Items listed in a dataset
(begin)

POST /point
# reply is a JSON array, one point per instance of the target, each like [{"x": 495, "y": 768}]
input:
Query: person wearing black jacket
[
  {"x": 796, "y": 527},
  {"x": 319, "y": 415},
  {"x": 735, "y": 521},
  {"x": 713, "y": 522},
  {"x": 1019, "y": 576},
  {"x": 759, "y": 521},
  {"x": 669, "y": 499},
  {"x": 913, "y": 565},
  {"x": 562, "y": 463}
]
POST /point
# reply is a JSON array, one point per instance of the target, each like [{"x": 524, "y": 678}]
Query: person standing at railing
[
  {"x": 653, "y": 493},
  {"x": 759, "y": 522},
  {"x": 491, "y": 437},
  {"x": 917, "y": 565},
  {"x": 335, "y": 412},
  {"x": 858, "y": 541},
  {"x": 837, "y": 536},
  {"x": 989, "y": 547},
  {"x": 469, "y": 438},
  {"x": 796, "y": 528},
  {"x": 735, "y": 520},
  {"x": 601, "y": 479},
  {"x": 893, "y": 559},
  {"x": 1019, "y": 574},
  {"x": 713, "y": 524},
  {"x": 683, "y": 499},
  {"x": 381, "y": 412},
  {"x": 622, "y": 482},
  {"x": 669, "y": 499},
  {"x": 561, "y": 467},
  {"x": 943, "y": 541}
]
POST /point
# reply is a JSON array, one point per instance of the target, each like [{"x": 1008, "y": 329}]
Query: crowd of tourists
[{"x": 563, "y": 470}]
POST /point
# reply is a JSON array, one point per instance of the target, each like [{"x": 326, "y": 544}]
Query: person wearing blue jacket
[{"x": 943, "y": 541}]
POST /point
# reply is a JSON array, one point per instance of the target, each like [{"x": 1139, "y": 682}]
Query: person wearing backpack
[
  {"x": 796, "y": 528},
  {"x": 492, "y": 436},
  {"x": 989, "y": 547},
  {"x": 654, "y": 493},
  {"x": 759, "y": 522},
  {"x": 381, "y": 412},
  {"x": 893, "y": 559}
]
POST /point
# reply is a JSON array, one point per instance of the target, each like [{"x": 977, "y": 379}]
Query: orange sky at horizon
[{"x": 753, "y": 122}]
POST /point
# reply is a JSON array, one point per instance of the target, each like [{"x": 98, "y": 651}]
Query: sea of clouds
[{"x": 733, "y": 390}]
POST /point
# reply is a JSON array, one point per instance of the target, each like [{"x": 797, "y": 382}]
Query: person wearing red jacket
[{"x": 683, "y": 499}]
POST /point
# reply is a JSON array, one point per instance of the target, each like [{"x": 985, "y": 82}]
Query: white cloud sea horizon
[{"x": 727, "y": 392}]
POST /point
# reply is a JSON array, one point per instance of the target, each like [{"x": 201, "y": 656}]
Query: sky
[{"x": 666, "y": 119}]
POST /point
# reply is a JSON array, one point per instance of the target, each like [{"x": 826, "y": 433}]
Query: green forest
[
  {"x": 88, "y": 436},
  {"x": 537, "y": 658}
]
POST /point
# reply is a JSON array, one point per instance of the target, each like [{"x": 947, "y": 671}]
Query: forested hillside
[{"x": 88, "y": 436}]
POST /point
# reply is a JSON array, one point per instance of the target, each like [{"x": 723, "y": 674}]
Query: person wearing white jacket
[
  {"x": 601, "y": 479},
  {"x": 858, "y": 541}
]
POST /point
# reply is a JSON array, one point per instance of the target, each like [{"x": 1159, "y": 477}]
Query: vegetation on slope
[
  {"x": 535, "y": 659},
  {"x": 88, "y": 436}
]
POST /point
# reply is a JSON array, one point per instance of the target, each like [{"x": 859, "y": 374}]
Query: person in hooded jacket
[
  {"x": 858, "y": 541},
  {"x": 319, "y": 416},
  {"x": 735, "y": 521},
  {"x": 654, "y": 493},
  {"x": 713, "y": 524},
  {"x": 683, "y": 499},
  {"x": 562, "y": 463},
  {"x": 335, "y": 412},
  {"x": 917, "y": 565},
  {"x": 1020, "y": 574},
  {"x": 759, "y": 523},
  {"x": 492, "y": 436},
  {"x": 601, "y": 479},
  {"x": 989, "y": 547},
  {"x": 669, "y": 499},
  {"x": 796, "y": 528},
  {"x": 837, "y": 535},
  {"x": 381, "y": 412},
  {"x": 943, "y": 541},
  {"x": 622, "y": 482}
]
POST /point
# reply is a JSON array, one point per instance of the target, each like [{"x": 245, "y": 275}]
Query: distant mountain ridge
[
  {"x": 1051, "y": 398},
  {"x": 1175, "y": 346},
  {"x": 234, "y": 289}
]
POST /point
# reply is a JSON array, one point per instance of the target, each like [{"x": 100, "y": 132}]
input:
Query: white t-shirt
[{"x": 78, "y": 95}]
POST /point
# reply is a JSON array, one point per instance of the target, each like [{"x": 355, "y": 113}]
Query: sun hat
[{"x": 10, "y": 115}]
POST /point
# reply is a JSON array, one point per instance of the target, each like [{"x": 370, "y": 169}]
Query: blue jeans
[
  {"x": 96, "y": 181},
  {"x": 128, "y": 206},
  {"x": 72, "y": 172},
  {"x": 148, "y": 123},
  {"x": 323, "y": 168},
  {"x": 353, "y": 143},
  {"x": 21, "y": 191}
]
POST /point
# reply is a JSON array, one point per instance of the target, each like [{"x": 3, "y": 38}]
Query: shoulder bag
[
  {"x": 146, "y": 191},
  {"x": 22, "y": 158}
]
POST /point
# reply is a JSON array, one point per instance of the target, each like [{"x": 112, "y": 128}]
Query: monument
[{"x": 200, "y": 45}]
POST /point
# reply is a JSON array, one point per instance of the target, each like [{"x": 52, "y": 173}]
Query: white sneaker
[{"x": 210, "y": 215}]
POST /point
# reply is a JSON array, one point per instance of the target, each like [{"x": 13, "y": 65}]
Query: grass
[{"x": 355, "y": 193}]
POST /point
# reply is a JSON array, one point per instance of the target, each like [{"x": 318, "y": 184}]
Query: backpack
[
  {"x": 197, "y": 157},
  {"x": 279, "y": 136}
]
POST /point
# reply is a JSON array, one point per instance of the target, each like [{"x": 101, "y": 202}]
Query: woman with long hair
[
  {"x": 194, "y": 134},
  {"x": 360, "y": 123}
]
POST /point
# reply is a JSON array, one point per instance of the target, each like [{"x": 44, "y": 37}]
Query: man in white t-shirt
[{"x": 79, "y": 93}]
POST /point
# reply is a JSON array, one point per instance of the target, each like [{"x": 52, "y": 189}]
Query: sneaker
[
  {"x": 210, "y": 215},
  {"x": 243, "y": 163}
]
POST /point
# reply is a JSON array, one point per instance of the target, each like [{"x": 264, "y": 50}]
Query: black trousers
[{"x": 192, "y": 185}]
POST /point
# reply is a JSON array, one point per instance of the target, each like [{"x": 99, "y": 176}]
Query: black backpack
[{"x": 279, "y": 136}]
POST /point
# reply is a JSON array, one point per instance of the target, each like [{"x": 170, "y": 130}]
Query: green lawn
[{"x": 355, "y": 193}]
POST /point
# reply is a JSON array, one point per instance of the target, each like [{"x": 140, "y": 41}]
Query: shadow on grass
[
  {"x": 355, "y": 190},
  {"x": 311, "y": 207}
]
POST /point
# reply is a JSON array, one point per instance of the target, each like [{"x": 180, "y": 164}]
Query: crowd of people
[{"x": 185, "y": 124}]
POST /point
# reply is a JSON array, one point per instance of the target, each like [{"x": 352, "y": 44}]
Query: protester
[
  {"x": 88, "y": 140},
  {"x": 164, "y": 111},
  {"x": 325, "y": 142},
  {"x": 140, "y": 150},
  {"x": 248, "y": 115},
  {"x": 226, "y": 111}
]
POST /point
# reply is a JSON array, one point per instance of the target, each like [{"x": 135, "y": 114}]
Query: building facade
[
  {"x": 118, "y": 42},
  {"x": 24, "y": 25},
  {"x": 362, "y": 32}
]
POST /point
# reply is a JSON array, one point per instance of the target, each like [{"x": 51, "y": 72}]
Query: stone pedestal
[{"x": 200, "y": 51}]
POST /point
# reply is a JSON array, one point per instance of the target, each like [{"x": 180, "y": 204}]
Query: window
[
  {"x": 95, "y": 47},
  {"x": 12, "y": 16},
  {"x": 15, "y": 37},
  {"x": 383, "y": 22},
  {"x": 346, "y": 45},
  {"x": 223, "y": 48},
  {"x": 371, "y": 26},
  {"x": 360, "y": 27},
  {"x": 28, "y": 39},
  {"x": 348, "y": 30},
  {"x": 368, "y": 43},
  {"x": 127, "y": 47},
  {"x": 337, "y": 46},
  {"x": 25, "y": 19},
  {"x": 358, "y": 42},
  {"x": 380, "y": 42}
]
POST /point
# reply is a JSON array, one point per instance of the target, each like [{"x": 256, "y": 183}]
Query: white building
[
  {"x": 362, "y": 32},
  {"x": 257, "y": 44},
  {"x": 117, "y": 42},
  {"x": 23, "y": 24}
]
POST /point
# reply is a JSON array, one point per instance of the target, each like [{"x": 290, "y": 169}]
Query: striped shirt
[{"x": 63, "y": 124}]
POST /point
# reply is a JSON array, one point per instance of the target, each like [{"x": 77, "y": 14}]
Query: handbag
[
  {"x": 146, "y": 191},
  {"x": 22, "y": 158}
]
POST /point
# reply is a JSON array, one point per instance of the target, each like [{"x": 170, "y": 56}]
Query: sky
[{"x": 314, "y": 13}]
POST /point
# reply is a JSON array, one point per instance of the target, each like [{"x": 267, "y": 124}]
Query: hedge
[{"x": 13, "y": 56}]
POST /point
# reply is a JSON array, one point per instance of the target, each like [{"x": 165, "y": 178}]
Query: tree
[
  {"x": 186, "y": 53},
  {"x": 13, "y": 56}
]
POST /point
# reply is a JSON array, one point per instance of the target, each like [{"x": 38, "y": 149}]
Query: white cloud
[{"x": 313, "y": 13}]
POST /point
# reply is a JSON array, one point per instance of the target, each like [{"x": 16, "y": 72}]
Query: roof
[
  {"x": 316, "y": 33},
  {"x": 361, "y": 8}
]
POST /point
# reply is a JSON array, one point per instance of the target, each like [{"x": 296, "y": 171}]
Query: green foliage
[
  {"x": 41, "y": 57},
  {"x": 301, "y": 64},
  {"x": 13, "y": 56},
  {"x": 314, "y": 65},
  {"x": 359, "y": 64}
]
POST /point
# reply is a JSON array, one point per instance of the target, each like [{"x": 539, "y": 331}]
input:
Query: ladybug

(end)

• **SHORT TASK**:
Find each line in the entries above that contains the word "black", and copy those lines out.

• **ANSWER FOR THE TASK**:
Query: person wearing black jacket
Query: black trousers
Query: black backpack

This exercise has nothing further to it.